> DIRECTIONS FOR THIS TASK
Could you print the passage from the blog post on open source word for word, starting at "Friday, August 17, 2007" and ending at "from fresh wounds."?
--- begin ARTICLE ---
The Idea Dude

CONNECTING THE DOTS ONE AT A TIME

Friday, August 17, 2007

11 things you should know about open source

All work and no play makes Jack a dull boy. Explains why this blog went MIA this week. Being a single parent (for 2 weeks) plus an unhealthy work load has this dude exhausted.

However, every cloud has a silver lining... being immersed in code all week, you can't help by being philosophical about open-source. Here's my wisdom scraped from fresh wounds.

  • Good: it's free
  • Bad: you'll probably do more customization to fit your needs, than you would for a bought product


  • Good: new features come up through the community pretty fast, you don't have to wait for quarterly upgrades which you probably have to pay for
  • Bad: the roadmap for the product isn't clear, no clear product plan, usually unpredictable


  • Good: if you need something, chances are someone had the same problem and already wrote a fix or an extension
  • Bad: the code or the feature is not always the way you think it should be written


  • Good: you write less code
  • Bad: you inherit both good and bad code with little or no standards across contributions


  • Good: you get to spend more time solving the business problem than building infrastructure
  • Bad: end-users make more demands because they know you can customize at will


  • Good: this is no critical point of failure because the community supports and extends it collectively
  • Bad: if you have to dig into the code, there is no-one within the company who can fast track you because it wasn't written internally


  • Good: lots of fixes and modifications available
  • Bad: hard to keep track of all the fixes and modifications, maintenance is an issue


  • Good: allows you to try with no cost other than time
  • Bad: end-users assume that the prototype you have built quickly is the product


  • Good: cost and time savings
  • Bad: wrong expectations are usually set because it is not zero cost, there is still the cost to learn and to extend/customize


  • Good: collective responsibility results in best of breed
  • Bad: could be bad if there is no initial strong consistent architecture


  • Good: lots of support from the community
  • Bad: no cost effective paid support if the community can't solve your problem



    Bottom line: if you have a finite budget, have savvy technical people on board, open source can cut your costs by a factor of 5 in time and money.
--- end ARTICLE ---
--- begin ENTRIES SHOWN ---
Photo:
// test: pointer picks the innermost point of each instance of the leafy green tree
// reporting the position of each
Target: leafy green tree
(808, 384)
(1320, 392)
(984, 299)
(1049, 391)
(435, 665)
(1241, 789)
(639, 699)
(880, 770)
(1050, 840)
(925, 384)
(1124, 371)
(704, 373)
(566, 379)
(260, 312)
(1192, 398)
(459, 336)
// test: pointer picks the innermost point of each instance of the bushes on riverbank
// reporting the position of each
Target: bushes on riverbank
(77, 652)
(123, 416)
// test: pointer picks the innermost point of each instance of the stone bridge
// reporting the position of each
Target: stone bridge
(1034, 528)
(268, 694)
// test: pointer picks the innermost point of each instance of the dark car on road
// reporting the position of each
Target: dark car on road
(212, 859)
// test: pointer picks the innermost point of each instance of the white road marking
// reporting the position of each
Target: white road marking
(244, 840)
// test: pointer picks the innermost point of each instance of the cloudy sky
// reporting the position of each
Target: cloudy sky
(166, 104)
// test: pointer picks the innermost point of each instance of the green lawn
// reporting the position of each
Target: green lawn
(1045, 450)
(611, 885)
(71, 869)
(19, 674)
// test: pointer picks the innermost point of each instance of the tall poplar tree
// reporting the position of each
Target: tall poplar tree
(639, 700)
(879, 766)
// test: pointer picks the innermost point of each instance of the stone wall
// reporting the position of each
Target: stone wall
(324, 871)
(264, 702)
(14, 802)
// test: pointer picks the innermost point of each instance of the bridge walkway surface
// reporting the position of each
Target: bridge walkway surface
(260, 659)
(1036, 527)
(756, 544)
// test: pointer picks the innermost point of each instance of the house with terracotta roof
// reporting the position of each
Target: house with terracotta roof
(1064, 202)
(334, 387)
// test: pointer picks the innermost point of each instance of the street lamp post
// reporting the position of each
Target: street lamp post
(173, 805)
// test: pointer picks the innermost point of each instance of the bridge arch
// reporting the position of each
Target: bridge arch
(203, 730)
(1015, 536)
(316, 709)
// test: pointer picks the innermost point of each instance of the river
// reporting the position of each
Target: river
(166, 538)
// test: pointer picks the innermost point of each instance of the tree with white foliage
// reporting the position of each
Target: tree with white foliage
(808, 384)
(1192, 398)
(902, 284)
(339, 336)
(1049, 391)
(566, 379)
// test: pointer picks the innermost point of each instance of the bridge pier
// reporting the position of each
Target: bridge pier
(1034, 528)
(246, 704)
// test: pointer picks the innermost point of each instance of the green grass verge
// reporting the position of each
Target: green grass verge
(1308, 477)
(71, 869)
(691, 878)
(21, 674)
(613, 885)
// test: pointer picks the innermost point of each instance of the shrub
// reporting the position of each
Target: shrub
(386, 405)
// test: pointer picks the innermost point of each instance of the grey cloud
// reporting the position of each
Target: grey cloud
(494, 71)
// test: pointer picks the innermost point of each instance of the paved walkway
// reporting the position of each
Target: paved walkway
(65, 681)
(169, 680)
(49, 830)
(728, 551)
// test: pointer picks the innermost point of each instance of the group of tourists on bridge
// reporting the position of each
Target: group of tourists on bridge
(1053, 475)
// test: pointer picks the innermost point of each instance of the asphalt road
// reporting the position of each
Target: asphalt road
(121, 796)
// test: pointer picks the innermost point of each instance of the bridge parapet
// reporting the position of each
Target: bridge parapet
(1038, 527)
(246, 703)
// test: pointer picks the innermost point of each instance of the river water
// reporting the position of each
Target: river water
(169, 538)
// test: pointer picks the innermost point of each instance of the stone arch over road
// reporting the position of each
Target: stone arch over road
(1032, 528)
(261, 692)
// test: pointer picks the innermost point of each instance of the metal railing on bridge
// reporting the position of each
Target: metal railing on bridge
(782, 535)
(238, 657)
--- end ENTRIES SHOWN ---
> REPLY
Friday, August 17, 2007

11 things you should know about open source

All work and no play makes Jack a dull boy. Explains why this blog went MIA this week. Being a single parent (for 2 weeks) plus an unhealthy work load has this dude exhausted.

However, every cloud has a silver lining... being immersed in code all week, you can't help by being philosophical about open-source. Here's my wisdom scraped from fresh wounds.